* **GOAL**
Give a verbatim copy of the lines below, minus the pictures.

─── RECORDS FOR THE TASK

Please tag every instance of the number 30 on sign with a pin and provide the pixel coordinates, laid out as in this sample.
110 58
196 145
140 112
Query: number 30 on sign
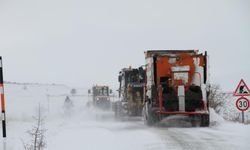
242 104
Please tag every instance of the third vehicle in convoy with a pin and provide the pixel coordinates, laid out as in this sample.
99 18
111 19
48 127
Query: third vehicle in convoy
100 97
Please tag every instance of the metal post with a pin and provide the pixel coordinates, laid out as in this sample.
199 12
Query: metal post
243 119
2 99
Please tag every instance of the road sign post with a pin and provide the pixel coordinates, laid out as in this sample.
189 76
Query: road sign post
242 103
2 99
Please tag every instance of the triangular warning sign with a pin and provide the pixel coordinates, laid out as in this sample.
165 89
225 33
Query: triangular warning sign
242 89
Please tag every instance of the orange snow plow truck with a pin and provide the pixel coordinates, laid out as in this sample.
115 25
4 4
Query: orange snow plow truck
176 84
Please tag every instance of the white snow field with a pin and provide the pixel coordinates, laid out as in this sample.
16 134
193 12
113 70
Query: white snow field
89 129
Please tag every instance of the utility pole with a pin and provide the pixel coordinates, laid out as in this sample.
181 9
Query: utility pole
2 99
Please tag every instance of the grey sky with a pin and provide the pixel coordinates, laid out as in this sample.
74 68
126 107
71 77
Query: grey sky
80 43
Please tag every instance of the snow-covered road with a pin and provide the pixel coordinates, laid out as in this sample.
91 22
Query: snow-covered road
90 129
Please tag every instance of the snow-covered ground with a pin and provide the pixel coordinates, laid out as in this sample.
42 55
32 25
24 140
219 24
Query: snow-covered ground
90 129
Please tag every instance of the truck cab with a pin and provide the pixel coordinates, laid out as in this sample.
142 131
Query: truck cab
131 92
176 84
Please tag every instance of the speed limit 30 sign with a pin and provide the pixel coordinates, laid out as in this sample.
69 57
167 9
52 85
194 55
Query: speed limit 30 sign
242 104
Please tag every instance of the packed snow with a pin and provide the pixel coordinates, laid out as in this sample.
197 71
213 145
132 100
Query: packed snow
91 129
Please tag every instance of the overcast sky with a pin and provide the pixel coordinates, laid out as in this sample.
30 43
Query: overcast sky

──────

* **COMPLETED EXERCISE**
Please tag every instance of the number 30 on sign with a pin and provide the pixel coordinates, laid out as in this sample.
110 58
196 145
140 112
Query: number 30 on sign
242 104
Please tag every instance of the third vehicle in convoy with a pin and provide the pixel coordinates, laid out as in this sample.
99 18
111 19
48 127
Query: third vehicle in convoy
100 97
Please tag every instance of the metal post with a pin and provide the pixel coordinates, laid out as in this sample.
199 12
Query: metal post
243 119
2 99
Please tag every instance of the road sign post with a pin and provide the pixel coordinates, laid out as in this sample.
189 76
Query: road sign post
242 103
2 99
Please tag every instance of the triangular warning sign with a pin and provide the pixel coordinates, laid out as in this sample.
165 89
225 33
Query: triangular warning sign
242 89
Please tag every instance of the orange snow plow truck with a pin and provide the pixel coordinates, laid out as in this sample.
115 25
4 4
Query: orange snow plow truck
176 84
Please tag every instance of the white snow field with a pin and provide the pixel coordinates, laid out as in this sample.
16 134
193 12
113 70
Query: white snow field
89 129
Please tag every instance of the utility pole with a pin and provide the pixel coordinates, laid out as in this sample.
181 9
Query: utility pole
2 99
Please tag every instance of the grey sky with a pin and provide the pixel coordinates, laid out as in this sample.
74 68
126 107
71 77
Query: grey sky
80 43
Please tag every instance of the snow-covered road with a pin and provide the pixel coordinates, laid out as in this sample.
91 22
Query: snow-covered road
90 129
Please tag every instance of the snow-covered ground with a pin and provide the pixel coordinates, laid out as in this sample.
42 55
32 25
24 140
219 24
Query: snow-covered ground
90 129
Please tag every instance of the truck cab with a pin and provide the pixel coordinates, laid out as in this sample.
142 131
Query: truck cab
131 92
176 84
Please tag every instance of the speed limit 30 sign with a pin and provide the pixel coordinates, laid out as in this sample.
69 57
167 9
52 85
194 55
Query: speed limit 30 sign
242 104
Please tag every instance of the packed snow with a pin and provide the pixel coordinates, laid out as in this sample.
197 71
213 145
132 100
Query: packed snow
91 129
Please tag every instance of the overcast sky with a pin and provide the pixel coordinates, laid out as in this sample.
30 43
Query: overcast sky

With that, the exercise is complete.